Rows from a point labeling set
┄┄┄┄┄┄┄┄┄┄┄┄┄┄┄┄┄┄┄┄

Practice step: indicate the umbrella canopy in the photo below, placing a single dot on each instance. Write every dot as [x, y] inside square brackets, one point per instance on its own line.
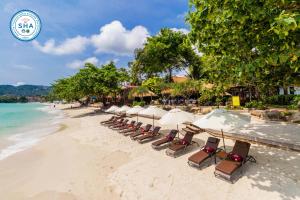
[222, 119]
[176, 116]
[153, 111]
[134, 110]
[112, 109]
[122, 109]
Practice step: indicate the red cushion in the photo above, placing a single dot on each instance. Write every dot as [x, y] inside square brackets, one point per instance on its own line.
[170, 137]
[208, 149]
[184, 142]
[236, 157]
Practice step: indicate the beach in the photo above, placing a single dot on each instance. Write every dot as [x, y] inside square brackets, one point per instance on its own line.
[84, 160]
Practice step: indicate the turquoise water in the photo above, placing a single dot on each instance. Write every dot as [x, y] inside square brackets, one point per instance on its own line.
[23, 125]
[14, 116]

┄┄┄┄┄┄┄┄┄┄┄┄┄┄┄┄┄┄┄┄

-- TASK TO CARRY OUT --
Pull out all of the rows above verbatim, leaving out the picture.

-- THE COMPLETED TASK --
Practice step: indicate the umbrella canopy in the photo below, placing a single dot on each instance. Write every dot as [x, y] inside square brackets, one point per instance on its own line.
[222, 119]
[176, 116]
[153, 111]
[134, 110]
[112, 109]
[122, 109]
Practice step: indicate the red cushion in the photo above, placing a single dot on each instance. Write every dot as [x, y] inside square brackets, one point per instance on its own line.
[170, 137]
[208, 149]
[184, 142]
[236, 157]
Practice step: indicate the beach in the photo above, placing a single dot on each instance. Write every dot as [x, y] inside square brackets, one point per instance on its own line.
[84, 160]
Practice step: indicate the turquoise water in the photo above, placing a single dot on each instance. Write every dot as [x, y] inside square brackets, one point per instance on its own line.
[23, 125]
[14, 116]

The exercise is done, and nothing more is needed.